_Exercice écrit 1_
Extrayez chaque ligne contenant la chaîne « field ».

========

2.2Le 10 mai 2001, les auteurs ont déposé auprès de la Commission des religions et des nationalités (ci‑après «la Commission») une demande d’enregistrement des sept communautés Krishna du Bélarus en tant qu’association religieuse. Cette demande était accompagnée d’un projet de statuts et des autres pièces requises par la loi, y compris des documents établissant que l’association avait un siège social officiellement agréé («adresse légale») au 11 rue Pavlova, à Minsk, dont les locaux satisfaisaient à toutes les prescriptions applicables du Code du logement, y compris les règles concernant les équipements de sécurité incendie et les installations sanitaires.

========

_Exercice écrit 2_
Donnez la suite du texte sur la demande d'enregistrement des communautés Krishna du Bélarus.

========

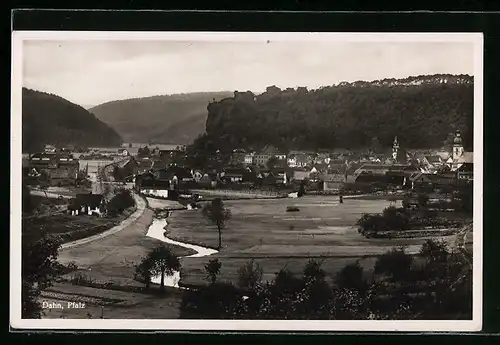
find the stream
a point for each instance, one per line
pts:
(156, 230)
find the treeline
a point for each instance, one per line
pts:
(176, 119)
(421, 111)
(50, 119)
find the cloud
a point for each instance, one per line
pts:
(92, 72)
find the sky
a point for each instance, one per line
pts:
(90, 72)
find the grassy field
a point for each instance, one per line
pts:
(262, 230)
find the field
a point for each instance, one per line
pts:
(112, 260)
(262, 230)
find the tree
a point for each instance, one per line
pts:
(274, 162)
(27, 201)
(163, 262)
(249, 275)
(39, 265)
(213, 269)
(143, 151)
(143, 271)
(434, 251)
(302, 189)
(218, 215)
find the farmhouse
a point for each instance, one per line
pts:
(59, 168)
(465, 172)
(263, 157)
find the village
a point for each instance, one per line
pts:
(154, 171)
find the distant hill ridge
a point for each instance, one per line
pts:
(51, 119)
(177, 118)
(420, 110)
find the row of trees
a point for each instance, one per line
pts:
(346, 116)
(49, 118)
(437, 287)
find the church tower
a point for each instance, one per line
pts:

========

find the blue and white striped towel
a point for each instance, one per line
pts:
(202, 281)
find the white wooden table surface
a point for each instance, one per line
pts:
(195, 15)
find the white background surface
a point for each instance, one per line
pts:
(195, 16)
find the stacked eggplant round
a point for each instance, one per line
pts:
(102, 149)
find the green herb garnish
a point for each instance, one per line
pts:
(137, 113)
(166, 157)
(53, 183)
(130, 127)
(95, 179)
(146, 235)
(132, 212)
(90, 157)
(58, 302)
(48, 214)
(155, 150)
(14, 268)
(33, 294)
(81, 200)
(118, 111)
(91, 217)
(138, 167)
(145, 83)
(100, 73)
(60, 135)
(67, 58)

========

_Réponse attendue 1_
find the grassy field
find the field

_Réponse attendue 2_
2.3Le 5 juin 2001, la Commission a renvoyé ces documents aux auteurs en prescrivant qu’il y soit apporté certaines modifications. Les auteurs ont soumis une nouvelle fois le dossier mais, le 27 juillet 2001, il leur a de nouveau été retourné pour corrections. Les deux fois, la plupart des modifications exigées n’étaient pas fondées sur les textes législatifs applicables et tenaient apparemment à l’appréciation personnelle des fonctionnaires chargés du dossier. Les auteurs ont soumis les documents une troisième fois, le 11 août 2001.

2.4Selon la loi, une décision aurait dû être rendue sur la demande des auteurs dans le mois suivant son dépôt, mais plus d’un an s’est écoulé à partir de la date de présentation initiale du dossier sans que la Commission ait statué. Le 30 mai 2002, les auteurs ont introduit une requête auprès du tribunal central de Minsk pour qu’il ordonne à la Commission de se prononcer sur leur demande. Le 4 juillet 2002, le tribunal a rendu une ordonnance enjoignant à la Commission de statuer sur la demande des auteurs dans le mois.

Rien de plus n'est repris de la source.